(Coordinate labeling data)
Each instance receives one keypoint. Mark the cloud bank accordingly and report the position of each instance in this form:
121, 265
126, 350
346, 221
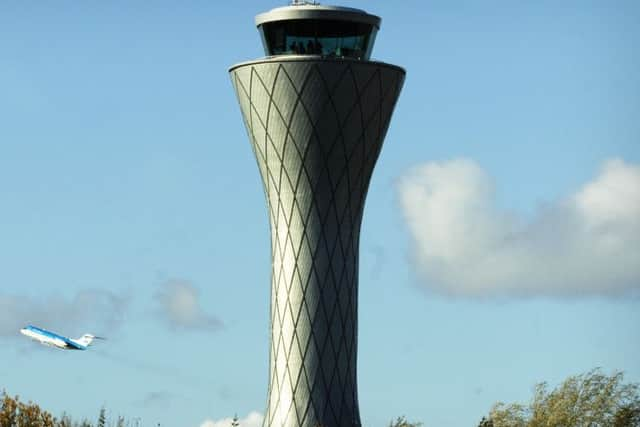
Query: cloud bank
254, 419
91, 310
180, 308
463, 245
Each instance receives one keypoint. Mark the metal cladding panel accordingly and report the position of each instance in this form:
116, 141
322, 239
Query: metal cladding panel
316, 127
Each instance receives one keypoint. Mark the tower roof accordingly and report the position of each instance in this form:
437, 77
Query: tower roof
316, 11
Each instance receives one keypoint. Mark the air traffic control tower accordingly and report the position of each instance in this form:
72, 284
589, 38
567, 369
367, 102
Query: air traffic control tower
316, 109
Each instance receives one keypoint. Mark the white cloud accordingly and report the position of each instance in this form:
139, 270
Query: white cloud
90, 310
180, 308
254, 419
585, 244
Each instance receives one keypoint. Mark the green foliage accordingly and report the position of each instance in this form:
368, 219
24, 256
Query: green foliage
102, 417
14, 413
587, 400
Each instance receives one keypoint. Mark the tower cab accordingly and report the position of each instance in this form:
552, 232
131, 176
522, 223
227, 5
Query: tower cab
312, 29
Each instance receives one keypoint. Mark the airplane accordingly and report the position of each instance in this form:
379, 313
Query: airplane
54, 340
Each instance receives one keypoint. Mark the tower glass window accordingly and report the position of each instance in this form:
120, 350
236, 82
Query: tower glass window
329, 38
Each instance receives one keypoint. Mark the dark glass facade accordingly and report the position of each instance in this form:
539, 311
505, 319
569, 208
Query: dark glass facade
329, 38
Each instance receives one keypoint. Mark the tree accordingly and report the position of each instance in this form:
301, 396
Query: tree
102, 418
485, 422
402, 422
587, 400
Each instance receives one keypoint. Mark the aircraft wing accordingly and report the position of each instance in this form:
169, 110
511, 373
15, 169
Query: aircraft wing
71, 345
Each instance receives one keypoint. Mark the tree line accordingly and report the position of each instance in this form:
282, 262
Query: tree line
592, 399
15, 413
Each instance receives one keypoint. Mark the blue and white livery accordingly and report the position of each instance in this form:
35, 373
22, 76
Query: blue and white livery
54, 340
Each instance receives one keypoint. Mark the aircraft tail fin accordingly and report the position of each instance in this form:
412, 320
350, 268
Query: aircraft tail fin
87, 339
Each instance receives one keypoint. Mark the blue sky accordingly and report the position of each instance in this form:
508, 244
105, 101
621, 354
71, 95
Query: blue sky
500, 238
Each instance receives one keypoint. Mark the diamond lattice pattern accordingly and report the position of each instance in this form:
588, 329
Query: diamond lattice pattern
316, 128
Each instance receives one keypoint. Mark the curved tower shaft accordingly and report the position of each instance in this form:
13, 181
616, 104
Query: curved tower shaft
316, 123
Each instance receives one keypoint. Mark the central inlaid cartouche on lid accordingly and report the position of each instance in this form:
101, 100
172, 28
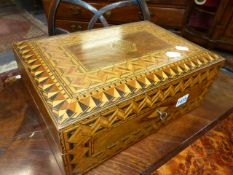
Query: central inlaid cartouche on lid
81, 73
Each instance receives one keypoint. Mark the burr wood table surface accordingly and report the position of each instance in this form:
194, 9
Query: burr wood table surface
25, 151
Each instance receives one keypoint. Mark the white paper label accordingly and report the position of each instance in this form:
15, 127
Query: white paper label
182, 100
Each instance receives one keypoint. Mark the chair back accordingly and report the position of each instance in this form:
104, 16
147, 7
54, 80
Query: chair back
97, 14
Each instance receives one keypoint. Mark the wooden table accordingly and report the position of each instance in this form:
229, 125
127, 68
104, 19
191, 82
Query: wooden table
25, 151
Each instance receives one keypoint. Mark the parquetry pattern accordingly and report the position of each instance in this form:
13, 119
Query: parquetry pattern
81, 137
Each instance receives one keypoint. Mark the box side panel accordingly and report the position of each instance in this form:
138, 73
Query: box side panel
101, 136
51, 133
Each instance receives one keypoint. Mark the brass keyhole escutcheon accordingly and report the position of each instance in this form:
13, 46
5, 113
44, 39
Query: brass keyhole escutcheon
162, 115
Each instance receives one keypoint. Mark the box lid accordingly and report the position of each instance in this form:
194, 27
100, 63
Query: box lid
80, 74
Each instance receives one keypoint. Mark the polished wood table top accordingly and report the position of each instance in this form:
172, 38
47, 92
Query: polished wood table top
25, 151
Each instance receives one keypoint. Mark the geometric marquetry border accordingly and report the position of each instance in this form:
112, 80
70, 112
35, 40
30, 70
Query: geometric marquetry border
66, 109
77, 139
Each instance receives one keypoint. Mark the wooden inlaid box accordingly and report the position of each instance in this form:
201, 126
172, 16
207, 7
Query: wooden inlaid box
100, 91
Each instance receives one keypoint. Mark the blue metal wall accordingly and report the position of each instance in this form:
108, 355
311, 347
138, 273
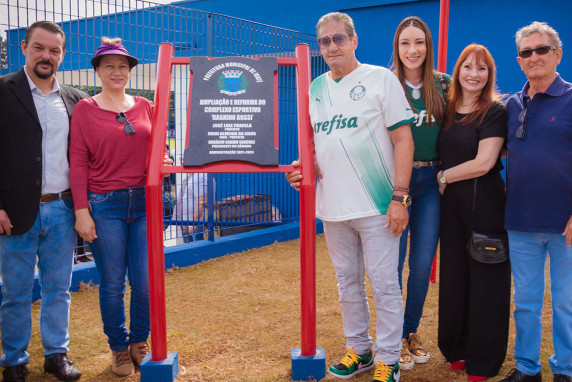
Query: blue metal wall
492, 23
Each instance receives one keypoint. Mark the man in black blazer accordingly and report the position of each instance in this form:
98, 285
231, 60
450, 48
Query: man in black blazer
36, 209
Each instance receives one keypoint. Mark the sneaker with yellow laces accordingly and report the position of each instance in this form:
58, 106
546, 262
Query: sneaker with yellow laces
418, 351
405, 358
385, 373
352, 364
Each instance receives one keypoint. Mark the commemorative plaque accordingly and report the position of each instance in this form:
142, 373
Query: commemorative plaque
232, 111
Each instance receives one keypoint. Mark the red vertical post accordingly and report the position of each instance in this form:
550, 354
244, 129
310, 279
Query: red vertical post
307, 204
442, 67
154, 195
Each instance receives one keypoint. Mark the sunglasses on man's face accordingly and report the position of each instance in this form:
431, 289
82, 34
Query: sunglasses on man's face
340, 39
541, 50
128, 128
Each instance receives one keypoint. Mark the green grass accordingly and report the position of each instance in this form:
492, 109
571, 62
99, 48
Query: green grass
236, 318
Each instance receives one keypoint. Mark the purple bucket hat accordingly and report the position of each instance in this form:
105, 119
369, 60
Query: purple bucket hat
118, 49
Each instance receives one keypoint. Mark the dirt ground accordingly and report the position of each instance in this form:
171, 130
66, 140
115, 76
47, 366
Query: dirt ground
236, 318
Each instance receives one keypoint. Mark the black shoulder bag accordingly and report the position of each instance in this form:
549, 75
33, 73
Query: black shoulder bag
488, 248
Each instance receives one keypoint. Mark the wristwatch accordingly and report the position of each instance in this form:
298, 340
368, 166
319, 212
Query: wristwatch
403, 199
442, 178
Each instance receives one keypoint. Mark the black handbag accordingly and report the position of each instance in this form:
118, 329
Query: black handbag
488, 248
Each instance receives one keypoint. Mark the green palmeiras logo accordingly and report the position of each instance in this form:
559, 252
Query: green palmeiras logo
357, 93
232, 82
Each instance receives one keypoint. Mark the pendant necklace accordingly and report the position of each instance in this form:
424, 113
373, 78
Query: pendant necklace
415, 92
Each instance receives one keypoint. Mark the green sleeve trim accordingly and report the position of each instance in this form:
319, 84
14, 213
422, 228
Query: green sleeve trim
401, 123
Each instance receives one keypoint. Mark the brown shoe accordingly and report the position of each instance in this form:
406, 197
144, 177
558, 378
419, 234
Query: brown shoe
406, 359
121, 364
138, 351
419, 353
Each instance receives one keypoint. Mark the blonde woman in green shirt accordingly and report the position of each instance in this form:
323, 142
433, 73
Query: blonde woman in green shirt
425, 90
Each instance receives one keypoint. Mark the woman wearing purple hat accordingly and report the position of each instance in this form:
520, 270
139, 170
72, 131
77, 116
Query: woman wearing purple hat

• **Direction**
Copy every item above word for word, leaving out the pictures.

• **Solution**
Each instance receives one keypoint. Mark the cloud bank accordingly and report the position of each instance in this form:
121, 265
126, 350
346, 221
Query: cloud bank
254, 419
91, 310
180, 308
463, 245
Each instance receives one keypoint. Mark the metal cladding panel accordingly and report the position of each instance in this form:
116, 141
322, 239
Query: metal cladding panel
316, 127
Each instance receives one keypoint. Mark the tower roof accordingly and report the position of each instance in this form:
437, 77
Query: tower roof
316, 11
Each instance receives one keypoint. Mark the air traffic control tower accordingly and report the position of each instance in this form:
72, 284
589, 38
567, 369
367, 102
Query: air traffic control tower
316, 109
Each instance receives one keypoint. Mark the white cloud accordingly and report the position of each instance in this form:
139, 270
Query: white cloud
90, 310
180, 308
254, 419
585, 244
Each instance receives one keypoint. Mark the green foliage accordingly and report the position of each instance in this form:
368, 219
24, 256
Query: green foliage
102, 417
14, 413
587, 400
Each instance receives one keypoint. Mark the tower cab accordingly and report the position of each instance in this form:
552, 232
131, 176
522, 223
227, 5
Query: tower cab
312, 29
Each instance receives one keypoint. Mark the airplane accordingly and report the position of each instance in this form:
379, 313
Query: airplane
54, 340
Each instance receives one keypoint. Mark the tower glass window accordingly and report the position of each instance in this form:
120, 350
236, 82
Query: tower glass window
329, 38
Each instance receives one keypoint. Mark the dark glass facade accordingly and report the position of each instance in this form:
539, 311
505, 319
569, 208
Query: dark glass facade
329, 38
Each instance receives one keypoint. Mark the tree accordingly and report the position of each instance in this form:
301, 396
Query: tree
102, 418
485, 422
402, 422
587, 400
Each instance receives one keypoint. Mark the aircraft wing accordingly and report the position of each instance in this form:
169, 110
511, 373
15, 169
Query: aircraft wing
71, 345
Each instance receives one keypoint. Mark the tree line accordingly and report the position of each instance in this form:
282, 262
Query: tree line
592, 399
15, 413
Each instance receives one keypoint. Mark the blue and white livery accordingly and report the position of each instance in this form:
35, 373
22, 76
Query: blue and white livery
54, 340
Each instance receives one keypoint. Mark the aircraft tail fin accordingly and report the position of each instance in this form:
412, 320
350, 268
Query: aircraft tail fin
87, 339
Each instance receives one keypoint. Mark the blue sky accordingly and report the position of each instance in this form:
508, 244
105, 101
621, 354
71, 95
Query: blue sky
500, 238
Each instance receives one keypoint. Mark the diamond lattice pattern accordingly and report the position of each instance in this form:
588, 329
Query: diamond lattice pattern
316, 128
Each instance receives one keypoint. Mark the curved tower shaft accordingly and report the position of each instance in this form:
13, 181
616, 104
Query: curved tower shaft
316, 123
Each instance receives one keypoint. Mark the central inlaid cartouche on lid accordingly and report the position of each instance in this form:
101, 100
172, 28
Query: central inlaid cartouche on lid
81, 73
Each instance receives one keypoint. Mark the burr wood table surface accordingly and report the position of each instance in this form:
194, 9
Query: burr wood table surface
25, 151
Each instance receives one keypoint. Mark the white paper label accordingly and report the position of each instance in this form:
15, 127
Query: white paper label
182, 100
Each instance receives one keypoint. Mark the chair back accordingly and report the position of each instance in this form:
104, 16
147, 7
54, 80
Query: chair back
97, 14
Each instance receives one keypoint. Mark the wooden table accordingly and report the position of each instance in this form:
229, 125
127, 68
104, 19
191, 82
Query: wooden table
25, 151
Each instance receives one keypoint. Mark the parquetry pattern accordingly and report the position of each instance in this form:
13, 119
Query: parquetry pattern
81, 137
Each instance receives one keypoint. Mark the box side panel accordingly and report the position of each instance in this form:
138, 73
Query: box side panel
101, 136
51, 133
Each instance receives one keypoint. Mark the brass keyhole escutcheon accordingly and report the position of each instance in this form:
13, 46
5, 113
44, 39
Query: brass keyhole escutcheon
162, 115
Each instance receives one keypoint. Mark the box lid accordingly and report the position of each instance in this form:
194, 27
100, 63
Query: box lid
80, 74
Each instance receives one keypoint. Mark the polished wood table top accordingly and report the position of each instance in this form:
172, 38
47, 92
Query: polished wood table top
25, 151
Each instance receives one keypoint. Mark the geometric marquetry border accordingly and report the position of each instance in this form:
112, 80
70, 112
35, 40
30, 70
Query: geometric marquetry border
66, 109
77, 139
Each instance receives one keypoint. Mark the wooden inlaid box accordingly and report the position of each instance in this form:
201, 126
172, 16
207, 7
Query: wooden inlaid box
100, 91
Each instance receives one keypoint. Mark the blue metal wall accordingly and report the position of each instance in this form:
108, 355
311, 347
138, 273
Query: blue metal wall
492, 23
Each instance receives one keypoint. Mark the man in black blazer accordingly and report the position of each instance in this form:
98, 285
231, 60
450, 48
Query: man in black blazer
36, 209
Each instance receives one keypoint. Mark the sneaker with yellow laces accordingly and report the position of each instance in this form:
58, 106
546, 262
Query: sneaker with yellow laces
418, 351
405, 358
385, 373
352, 364
Each instance receives one keypoint. Mark the commemorative plaque accordingly and report the position of each instance in this form:
142, 373
Query: commemorative plaque
232, 111
Each instance receives one keypoint. Mark the red vertical post accordingly and report the position of each instance in this form:
550, 354
244, 129
310, 279
Query: red vertical post
307, 204
442, 67
154, 195
Each instance receives one keypoint. Mark the sunglasses on man's face accordingly and report the position of each instance in this form:
431, 289
82, 34
Query: sunglasses on man's face
340, 39
541, 50
128, 128
Each instance receives one keypoint. Mark the green grass accordingly and report the position of each instance in this form:
492, 109
571, 62
99, 48
Query: green grass
236, 318
Each instance receives one keypoint. Mark the purple bucket hat accordingly and report the position of each instance in this form:
105, 119
369, 60
Query: purple bucket hat
118, 49
Each instance receives one keypoint. Mark the dirt ground accordingly and report the position of each instance in this form:
171, 130
66, 140
115, 76
47, 366
Query: dirt ground
236, 318
Each instance receives one keypoint. Mark the black shoulder bag accordingly and report the position of each instance in this form:
549, 75
33, 73
Query: black shoulder bag
488, 248
Each instance receives one keypoint. Mark the wristwatch accordingly and report the position of each instance in this form:
298, 340
368, 166
319, 212
Query: wristwatch
403, 199
442, 178
Each instance receives one keypoint. Mark the black handbag accordingly and report the position of each instance in this form:
118, 329
Query: black handbag
488, 248
Each instance receives one keypoint. Mark the green palmeiras logo accordingly and report the position of each instance in this form:
559, 252
Query: green palmeiras logo
357, 93
232, 82
Each instance receives one keypoint. Mark the pendant necklace accordingly and report the position of each instance in this form:
424, 113
373, 78
Query: pendant necklace
415, 92
Each instance receives one keypoint. Mark the green sleeve trim accordingly and report the position of each instance in this form:
319, 84
14, 213
422, 228
Query: green sleeve trim
401, 123
Each instance receives one keypoint. Mark the brown shoe accordingly and report the position of each instance in this form:
406, 197
144, 177
558, 378
419, 234
Query: brown shoe
406, 359
121, 364
138, 351
419, 353
Each instance receives one keypoint. Mark the blonde woman in green shirt accordingly and report the position of each instance in this form:
323, 142
433, 73
Query: blonde woman in green shirt
425, 90
Each instance receives one keypoint. Mark the woman wearing purple hat accordingly and report the position of each instance in this form:
520, 270
139, 170
72, 131
77, 116
Query: woman wearing purple hat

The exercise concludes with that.